* [DIRECTIVE] Format the lines below as a numbered list, leaving out any blank lines, starting at the line that contains "For every instance of the man's chin, the" and ending at the last of the records.

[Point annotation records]
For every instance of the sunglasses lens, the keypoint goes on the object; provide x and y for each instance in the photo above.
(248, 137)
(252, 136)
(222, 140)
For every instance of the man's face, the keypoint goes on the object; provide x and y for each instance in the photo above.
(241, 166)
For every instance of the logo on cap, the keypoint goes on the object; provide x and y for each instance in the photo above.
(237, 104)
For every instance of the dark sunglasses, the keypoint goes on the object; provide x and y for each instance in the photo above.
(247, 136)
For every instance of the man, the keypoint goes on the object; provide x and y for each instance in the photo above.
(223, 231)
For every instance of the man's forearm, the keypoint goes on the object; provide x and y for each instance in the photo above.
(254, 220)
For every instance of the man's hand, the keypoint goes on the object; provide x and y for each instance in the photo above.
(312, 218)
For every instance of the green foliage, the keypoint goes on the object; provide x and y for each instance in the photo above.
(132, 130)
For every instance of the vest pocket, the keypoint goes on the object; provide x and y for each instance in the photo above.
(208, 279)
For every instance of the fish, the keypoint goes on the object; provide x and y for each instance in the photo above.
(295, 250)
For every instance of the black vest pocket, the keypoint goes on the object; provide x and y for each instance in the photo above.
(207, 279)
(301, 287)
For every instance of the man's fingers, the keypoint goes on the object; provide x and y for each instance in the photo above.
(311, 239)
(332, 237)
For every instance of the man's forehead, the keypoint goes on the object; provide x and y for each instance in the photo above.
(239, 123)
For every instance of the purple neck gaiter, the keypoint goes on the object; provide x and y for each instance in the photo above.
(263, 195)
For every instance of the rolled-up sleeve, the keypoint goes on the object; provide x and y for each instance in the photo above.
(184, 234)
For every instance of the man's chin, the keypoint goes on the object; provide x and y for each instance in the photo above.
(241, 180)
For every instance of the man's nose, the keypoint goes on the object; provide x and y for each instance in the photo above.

* [IN RESPONSE]
1. For every instance of the man's chin, the keypoint goes on the object; provide x and y for each instance in the photo above.
2. (241, 180)
3. For every instance of the man's nose, the keypoint goes on the object; provide x and y for each instance in the photo above.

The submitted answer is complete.